Exercise directions: Pick out each line in the rows below that contains the string "what", and copy those lines.

■ ■ ■ ■ ■

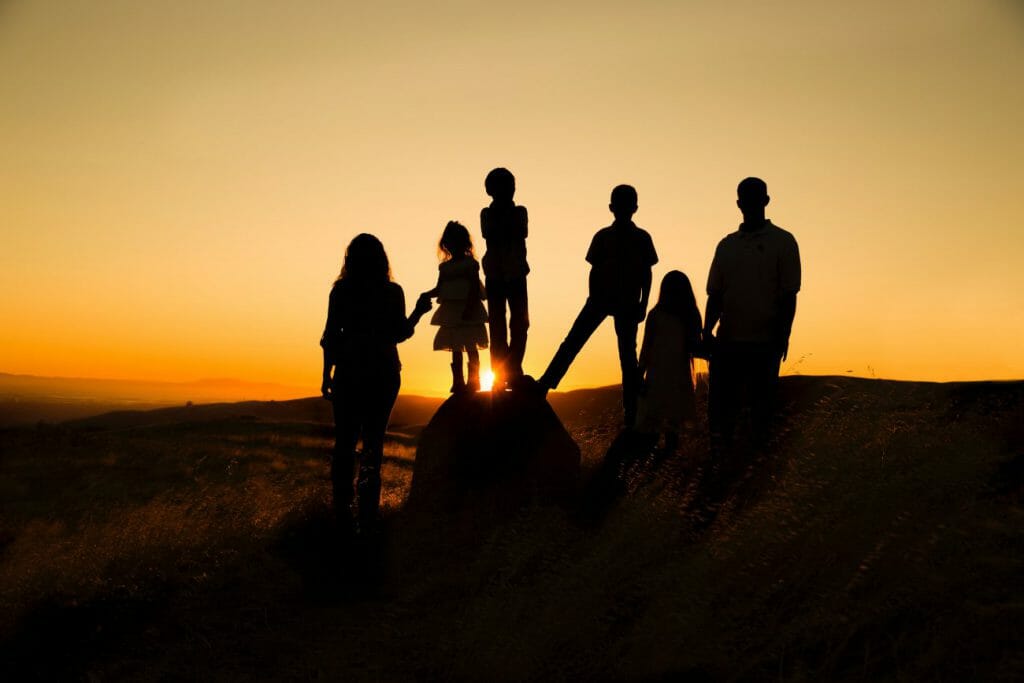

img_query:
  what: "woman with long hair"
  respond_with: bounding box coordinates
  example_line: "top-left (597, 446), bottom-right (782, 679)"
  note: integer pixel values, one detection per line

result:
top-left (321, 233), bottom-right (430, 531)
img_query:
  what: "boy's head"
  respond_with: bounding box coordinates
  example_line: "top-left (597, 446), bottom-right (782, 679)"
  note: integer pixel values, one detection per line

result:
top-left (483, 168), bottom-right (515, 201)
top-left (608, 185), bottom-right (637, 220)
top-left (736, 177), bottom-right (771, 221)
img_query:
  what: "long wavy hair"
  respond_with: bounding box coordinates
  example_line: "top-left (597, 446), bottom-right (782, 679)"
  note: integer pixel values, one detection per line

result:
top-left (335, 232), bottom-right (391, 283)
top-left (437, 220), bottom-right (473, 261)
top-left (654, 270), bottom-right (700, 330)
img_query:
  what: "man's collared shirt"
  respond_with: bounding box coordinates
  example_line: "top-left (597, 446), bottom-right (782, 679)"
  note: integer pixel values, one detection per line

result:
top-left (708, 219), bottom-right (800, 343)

■ ■ ■ ■ ■

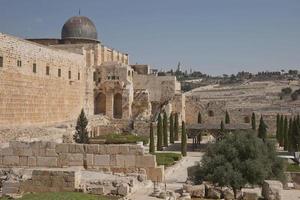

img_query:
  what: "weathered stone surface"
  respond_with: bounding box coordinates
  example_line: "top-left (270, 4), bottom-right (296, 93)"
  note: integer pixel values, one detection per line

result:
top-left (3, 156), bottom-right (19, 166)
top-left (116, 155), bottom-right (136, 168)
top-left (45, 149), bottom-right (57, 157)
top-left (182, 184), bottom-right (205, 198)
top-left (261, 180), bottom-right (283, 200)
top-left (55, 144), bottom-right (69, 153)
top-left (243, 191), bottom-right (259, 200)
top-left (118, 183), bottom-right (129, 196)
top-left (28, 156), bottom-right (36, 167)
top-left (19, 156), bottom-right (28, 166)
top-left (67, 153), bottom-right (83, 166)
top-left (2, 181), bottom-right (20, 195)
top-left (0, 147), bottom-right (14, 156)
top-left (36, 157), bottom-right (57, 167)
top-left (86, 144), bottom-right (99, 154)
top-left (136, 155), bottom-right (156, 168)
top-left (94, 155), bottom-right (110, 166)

■ ■ ■ ■ ■

Task result:
  what: "woman with long hair"
  what: "boy's head"
  what: "long wavy hair"
  what: "man's collared shirt"
  what: "weathered stone surface"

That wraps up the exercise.